## Short problem
Show every line in the entries below that contains the string "rucksack", copying each one in full.

## Material provided
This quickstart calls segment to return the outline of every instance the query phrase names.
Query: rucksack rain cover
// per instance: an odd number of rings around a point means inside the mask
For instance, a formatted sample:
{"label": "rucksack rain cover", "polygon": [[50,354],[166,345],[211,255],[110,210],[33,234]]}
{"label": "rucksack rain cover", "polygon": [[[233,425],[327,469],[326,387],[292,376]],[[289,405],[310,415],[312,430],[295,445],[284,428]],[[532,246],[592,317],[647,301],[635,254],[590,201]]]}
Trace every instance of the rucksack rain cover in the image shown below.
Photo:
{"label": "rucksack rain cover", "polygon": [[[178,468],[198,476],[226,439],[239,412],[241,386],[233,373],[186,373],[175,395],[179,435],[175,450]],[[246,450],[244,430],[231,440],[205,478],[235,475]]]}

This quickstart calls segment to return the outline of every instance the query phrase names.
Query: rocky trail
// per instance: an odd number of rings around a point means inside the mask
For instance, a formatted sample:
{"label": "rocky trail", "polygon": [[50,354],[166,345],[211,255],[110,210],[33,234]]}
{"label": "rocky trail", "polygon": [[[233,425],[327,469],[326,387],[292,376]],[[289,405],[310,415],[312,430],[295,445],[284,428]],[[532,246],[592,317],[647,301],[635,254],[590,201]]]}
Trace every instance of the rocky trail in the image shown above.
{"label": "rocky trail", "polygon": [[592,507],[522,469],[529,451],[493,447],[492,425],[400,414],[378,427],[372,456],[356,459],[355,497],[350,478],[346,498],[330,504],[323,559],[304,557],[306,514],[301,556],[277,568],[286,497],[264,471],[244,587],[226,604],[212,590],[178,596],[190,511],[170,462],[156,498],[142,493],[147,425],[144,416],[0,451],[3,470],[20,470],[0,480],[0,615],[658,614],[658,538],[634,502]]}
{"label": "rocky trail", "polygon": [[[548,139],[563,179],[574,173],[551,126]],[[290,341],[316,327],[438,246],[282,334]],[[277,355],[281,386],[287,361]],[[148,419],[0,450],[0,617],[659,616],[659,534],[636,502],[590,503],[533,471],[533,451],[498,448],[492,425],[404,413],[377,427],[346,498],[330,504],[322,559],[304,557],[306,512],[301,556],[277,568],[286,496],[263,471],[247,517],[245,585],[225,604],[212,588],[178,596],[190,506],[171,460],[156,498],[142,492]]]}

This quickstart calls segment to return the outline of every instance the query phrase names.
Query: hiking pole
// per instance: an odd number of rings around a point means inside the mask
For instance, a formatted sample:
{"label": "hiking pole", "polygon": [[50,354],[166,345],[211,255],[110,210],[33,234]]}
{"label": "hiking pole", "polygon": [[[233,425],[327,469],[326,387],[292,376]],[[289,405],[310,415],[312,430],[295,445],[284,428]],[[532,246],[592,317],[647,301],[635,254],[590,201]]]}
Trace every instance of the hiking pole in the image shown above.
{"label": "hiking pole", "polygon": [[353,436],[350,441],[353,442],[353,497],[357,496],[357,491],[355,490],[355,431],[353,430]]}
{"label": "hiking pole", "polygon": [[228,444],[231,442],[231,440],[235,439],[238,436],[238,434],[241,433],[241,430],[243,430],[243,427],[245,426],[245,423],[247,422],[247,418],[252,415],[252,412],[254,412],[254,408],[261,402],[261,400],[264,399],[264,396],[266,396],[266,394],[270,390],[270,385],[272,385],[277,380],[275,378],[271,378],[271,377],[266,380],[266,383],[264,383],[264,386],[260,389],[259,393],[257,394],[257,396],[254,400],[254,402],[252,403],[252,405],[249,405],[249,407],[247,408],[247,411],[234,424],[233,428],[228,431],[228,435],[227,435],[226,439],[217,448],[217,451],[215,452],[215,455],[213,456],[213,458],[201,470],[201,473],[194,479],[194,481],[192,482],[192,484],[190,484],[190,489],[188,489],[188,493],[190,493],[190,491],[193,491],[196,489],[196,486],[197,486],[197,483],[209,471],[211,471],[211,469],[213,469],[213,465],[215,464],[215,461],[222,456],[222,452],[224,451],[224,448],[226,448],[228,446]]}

## Final answer
Query: rucksack rain cover
{"label": "rucksack rain cover", "polygon": [[50,354],[166,345],[211,255],[110,210],[33,234]]}
{"label": "rucksack rain cover", "polygon": [[[233,425],[327,469],[326,387],[292,376]],[[289,405],[310,415],[312,430],[295,445],[284,428]],[[532,246],[592,317],[647,301],[635,254],[590,201]]]}
Trace every instance of the rucksack rain cover in the image shown below.
{"label": "rucksack rain cover", "polygon": [[[178,468],[198,476],[226,439],[239,412],[241,386],[233,373],[186,373],[175,395],[179,435],[175,450]],[[246,450],[244,430],[231,440],[205,478],[235,475]]]}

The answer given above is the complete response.